STUDY QUESTIONS:
**A.** According to the radio navigation text, what is the frequency range of a VOR?
**B.** Using the radio navigation text, explain how an airborne receiver works out its position relative to a VOR.
**C.** Please resume the radio navigation text, starting right after its final sentence.

Introduction to Radio Navigation for Cross-Country flight

15 Jan, 2026

Radio and Area Navigation

Radio and Area navigation are two distinct types of navigating in aviation.

• Radio navigation is a method of navigation that utilizes ground-based navigational aids (nav aids) to determine an aircraft's speed, position and track.
• Area navigation (RNAV) is a method of navigation that allows an aircraft to fly on any desired fliht path within the coverage of ground- or space-based nav aids, rather than being restricted to specific, fixed ground-based radio beacons.

VHF Omnidirectional Range (VOR)

Very High Frequency Omnidirectional Range, or VOR, is a navigational aid that consists of a ground-based sender (the VOR itself) and an airborne receiver that sits in the aircraft. It utilizes phase-shifting to determine an aircraft's position in regards to the VOR.

The frequency range of a VOR is between 108.0 MHz and 117.95 MHz. Every VOR is oriented to magnetic north and emits 360 radials from the station. The VOR sends out one reference signal, and one rotating variable signal.

Phase-shifting

Phase-shifting is the method employed by VORs to determine an aircraft's position relative to the station. As mentioned the VOR sends out two signals:

• Reference signal, or Master signal, is the signal that the variable signal is measured against and it is transmitted continuously.
• Variable signal, is a clockwise rotating signal that turns 360 degrees, 30 times, every second.

The timed difference between these two signals will give the receiver an indication of its position relative to the VOR.

Radials

A radial is a magnetic bearing extending outward from the VOR. Think of it like a spoke in a wheel, each spoke representing one degree, with 360 radials in total. A radial can be found by airborne receivers using phase-shifting described above.

Receiver components

The airborne receiver found in an aircraft can take a few different shapes. We can have analogue or digital instrument, however they will all have these components in common:

• Omni-Bearing Selector (OBS), is used to select which radial we want to track to or from the VOR. We are essentially selecting which variable VOR signal we want to receive.
• To/From Indicator, is an indicator that tells us if we are on one side of the VOR or the other. Imagine you are flying towards a VOR, on a heading of 180, if you draw a line across the VOR from 90 degrees to 270 degrees we can now separate tell if we are flying to TO or FROM the VOR. This indication is dependent on the radial we have selected with our OBS. The indicator is usually either the words TO/FROM or a small triangle that will flip upside down if it indicates FROM.

DATA SECTION:

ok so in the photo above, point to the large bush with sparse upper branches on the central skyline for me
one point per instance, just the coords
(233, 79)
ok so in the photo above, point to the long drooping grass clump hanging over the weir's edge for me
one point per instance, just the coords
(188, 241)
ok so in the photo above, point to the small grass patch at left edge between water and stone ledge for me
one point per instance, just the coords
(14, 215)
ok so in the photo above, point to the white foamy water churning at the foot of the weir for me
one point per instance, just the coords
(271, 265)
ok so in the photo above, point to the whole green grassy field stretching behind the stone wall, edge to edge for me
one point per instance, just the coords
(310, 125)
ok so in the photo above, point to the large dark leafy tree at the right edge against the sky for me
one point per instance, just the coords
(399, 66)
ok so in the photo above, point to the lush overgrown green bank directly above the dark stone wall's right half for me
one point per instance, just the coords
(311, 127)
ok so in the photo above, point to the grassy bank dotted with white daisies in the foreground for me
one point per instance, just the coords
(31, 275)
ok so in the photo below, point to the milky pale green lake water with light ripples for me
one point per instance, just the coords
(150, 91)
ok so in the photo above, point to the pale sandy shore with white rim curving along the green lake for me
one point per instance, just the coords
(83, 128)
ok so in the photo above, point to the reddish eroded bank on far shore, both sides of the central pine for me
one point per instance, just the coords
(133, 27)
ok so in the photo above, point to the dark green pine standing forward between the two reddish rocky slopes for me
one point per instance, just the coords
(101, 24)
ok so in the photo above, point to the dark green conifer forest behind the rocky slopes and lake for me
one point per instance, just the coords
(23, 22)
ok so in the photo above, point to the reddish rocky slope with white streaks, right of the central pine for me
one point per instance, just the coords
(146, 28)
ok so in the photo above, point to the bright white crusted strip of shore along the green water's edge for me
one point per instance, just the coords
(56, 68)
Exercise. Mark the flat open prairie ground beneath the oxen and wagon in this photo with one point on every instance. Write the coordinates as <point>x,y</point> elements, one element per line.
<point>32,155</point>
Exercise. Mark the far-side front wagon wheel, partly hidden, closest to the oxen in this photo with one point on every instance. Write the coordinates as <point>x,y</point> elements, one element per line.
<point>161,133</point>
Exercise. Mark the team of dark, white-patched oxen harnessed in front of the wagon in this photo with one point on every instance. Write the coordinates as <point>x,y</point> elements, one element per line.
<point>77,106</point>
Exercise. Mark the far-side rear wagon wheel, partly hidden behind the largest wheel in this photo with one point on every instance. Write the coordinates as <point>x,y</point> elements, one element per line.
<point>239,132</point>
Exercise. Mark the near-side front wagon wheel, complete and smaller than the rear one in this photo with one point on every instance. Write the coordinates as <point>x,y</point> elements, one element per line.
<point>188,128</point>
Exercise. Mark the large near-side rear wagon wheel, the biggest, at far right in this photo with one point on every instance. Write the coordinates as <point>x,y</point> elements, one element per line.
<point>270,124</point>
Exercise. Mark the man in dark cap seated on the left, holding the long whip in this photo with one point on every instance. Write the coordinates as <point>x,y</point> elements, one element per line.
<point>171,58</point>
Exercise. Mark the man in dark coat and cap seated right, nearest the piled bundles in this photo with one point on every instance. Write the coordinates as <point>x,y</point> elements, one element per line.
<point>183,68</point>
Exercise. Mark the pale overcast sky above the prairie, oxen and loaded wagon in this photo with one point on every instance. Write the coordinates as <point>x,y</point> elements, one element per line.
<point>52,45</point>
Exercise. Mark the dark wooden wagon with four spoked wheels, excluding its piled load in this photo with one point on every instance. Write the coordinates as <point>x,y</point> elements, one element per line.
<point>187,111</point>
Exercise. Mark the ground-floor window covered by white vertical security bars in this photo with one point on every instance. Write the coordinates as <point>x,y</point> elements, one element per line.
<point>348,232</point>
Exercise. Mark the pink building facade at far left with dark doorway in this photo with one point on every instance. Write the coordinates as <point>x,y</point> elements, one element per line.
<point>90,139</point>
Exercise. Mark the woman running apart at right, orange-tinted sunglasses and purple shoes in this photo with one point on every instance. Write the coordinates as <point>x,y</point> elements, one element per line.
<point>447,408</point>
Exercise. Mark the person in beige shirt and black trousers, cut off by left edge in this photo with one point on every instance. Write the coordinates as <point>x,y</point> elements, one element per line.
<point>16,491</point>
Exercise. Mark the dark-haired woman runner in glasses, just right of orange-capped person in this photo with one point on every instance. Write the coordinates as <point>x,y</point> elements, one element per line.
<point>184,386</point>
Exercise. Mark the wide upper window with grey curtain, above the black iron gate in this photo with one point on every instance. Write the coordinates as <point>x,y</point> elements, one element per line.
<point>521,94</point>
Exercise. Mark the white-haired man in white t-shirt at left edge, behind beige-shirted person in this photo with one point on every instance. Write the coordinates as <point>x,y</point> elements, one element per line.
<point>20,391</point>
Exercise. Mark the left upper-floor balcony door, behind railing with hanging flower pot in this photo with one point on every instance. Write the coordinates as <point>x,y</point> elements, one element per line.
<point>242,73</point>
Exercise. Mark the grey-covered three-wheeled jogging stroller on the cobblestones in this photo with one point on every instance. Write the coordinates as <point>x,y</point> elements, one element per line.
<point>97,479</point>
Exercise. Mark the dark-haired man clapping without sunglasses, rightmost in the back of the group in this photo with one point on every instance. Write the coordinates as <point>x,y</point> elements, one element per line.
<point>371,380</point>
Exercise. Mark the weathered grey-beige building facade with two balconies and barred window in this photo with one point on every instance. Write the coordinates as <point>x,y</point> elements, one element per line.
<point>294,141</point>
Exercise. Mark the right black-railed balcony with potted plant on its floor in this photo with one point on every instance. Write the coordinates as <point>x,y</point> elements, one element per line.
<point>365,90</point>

SOLVED TASKS:
**A.** A VOR operates between 108.0 MHz and 117.95 MHz.

**B.** The VOR sends out two signals: a reference signal transmitted continuously and a variable signal that rotates clockwise through 360 degrees, 30 times every second. The timed difference between these two signals gives the receiver an indication of its position relative to the station.

**C.**
• Course Deviation Indicator (CDI), is the part of the instrument that tells us how far off the selected radial we are. It is represented by a vertical bar that will shift right or left depending on how many degrees off course we are.

Operations, Errors and Tests

Operations

Navigation using VORs can initially seem confusing, but do not worry, it gets easier with practice.

An important distinction to understand when navigation using VORs is which radial we are tracking and which radial we are on. Using the OBS, we can select which radial we track, but this does not determine the radial we are on, as that is dependent on the aircraft's position in relation to the VOR. The radial we are on is the spoke of the wheel, from the VOR, that the aircraft would be over if you viewed the VOR and the aircraft from above.

image/whiteboard here maybe

Now that we can differentiate between which radial we track and which radial we are on we can determine where we are in relation to the VOR and which way we are flying, either TO or FROM the VOR.

Best practice when flying towards a VOR is to always select the reciprocal radial of the radial you are on, so that your instrument shows that you are tracking TO the VOR. If you are flying away from a VOR, then you should track the radial you are on, so that your instrument shows a FROM indication.

When lining up with a radial, we use our CDI to determine how far off our selected radial we are. If we are off, our CDI will be deflected to either the right or left. To get on course again, we should fly towards the CDI. If we are to the left of the radial then the CDI will be deflected to the right. Think of the CDI as the actual radial and we want to center the CDI, which is why we fly to the right.

Errors

Like most things in life, a VOR is not perfect and as such there are some errors that pilots need to be aware of when navigating using VORs.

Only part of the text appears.